▶ **Work required**
Copies of all lines containing the string "balcony" are needed from the data below.

-------- Data under study

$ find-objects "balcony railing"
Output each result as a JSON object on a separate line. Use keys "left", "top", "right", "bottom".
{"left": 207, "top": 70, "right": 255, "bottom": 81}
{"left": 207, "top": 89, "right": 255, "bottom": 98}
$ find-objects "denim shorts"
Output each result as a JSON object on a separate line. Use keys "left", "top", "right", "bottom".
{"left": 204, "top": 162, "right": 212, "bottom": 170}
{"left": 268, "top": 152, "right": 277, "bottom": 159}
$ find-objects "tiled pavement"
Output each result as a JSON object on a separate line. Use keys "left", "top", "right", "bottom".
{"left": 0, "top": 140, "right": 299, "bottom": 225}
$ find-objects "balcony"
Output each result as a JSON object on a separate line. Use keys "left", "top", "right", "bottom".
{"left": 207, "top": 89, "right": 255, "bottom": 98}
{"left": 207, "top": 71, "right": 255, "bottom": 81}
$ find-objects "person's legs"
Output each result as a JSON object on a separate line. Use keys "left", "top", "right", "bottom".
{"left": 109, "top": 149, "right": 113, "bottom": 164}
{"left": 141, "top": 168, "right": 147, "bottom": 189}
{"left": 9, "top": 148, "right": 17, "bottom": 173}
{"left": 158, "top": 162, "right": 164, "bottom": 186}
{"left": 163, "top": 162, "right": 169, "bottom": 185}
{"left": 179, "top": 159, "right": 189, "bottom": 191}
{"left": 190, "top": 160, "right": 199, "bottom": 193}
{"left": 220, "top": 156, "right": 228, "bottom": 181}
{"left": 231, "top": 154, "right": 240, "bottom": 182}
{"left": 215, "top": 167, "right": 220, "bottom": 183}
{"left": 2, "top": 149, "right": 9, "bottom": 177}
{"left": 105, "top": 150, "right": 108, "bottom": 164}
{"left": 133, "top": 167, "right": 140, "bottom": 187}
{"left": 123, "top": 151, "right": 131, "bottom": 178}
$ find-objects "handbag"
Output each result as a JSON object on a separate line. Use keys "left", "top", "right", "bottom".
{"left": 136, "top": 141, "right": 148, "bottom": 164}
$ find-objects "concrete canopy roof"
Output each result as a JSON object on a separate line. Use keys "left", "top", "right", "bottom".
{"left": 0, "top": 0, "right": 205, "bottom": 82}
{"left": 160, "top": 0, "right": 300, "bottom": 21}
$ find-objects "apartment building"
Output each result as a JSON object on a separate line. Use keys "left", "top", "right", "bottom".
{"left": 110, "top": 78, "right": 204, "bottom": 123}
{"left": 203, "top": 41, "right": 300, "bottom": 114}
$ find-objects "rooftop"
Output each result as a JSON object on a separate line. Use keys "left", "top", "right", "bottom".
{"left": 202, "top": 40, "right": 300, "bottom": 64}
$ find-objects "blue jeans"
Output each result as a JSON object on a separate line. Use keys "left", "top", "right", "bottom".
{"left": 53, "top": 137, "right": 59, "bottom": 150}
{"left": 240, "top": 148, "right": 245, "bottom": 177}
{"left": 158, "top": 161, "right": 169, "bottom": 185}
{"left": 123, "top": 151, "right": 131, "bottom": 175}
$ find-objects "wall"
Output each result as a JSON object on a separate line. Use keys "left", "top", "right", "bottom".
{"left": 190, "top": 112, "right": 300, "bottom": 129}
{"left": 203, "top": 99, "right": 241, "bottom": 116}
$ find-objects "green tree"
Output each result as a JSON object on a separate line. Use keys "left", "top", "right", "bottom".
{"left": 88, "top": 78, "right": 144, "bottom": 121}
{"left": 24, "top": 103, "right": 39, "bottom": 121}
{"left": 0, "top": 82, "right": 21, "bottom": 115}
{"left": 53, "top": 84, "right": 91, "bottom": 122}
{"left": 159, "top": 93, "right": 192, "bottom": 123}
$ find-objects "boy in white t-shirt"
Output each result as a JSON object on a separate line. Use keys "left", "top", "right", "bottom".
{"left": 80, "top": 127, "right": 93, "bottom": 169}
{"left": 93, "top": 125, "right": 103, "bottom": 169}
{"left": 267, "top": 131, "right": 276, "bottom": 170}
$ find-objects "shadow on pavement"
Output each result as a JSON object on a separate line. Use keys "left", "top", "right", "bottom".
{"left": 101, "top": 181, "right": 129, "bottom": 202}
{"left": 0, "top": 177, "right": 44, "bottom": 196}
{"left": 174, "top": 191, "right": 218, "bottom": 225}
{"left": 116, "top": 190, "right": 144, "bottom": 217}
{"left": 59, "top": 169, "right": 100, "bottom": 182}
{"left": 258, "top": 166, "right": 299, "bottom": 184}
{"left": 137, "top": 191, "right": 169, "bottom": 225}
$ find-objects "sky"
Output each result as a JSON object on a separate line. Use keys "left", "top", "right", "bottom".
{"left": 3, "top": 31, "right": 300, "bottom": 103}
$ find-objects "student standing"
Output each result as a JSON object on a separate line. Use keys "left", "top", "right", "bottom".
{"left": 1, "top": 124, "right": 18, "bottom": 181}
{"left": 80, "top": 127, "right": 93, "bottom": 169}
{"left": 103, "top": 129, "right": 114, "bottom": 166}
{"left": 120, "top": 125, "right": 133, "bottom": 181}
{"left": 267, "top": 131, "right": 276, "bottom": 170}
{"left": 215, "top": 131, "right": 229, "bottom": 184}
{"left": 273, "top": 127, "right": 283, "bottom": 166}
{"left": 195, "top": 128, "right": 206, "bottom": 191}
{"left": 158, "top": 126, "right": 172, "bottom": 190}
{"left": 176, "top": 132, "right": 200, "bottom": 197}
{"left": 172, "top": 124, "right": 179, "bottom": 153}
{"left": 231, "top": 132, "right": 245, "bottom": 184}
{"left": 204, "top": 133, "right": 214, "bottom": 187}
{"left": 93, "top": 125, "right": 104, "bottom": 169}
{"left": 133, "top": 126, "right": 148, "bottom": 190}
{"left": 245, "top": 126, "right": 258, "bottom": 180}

----------------

▶ **Result of this task**
$ find-objects "balcony railing"
$ find-objects "balcony"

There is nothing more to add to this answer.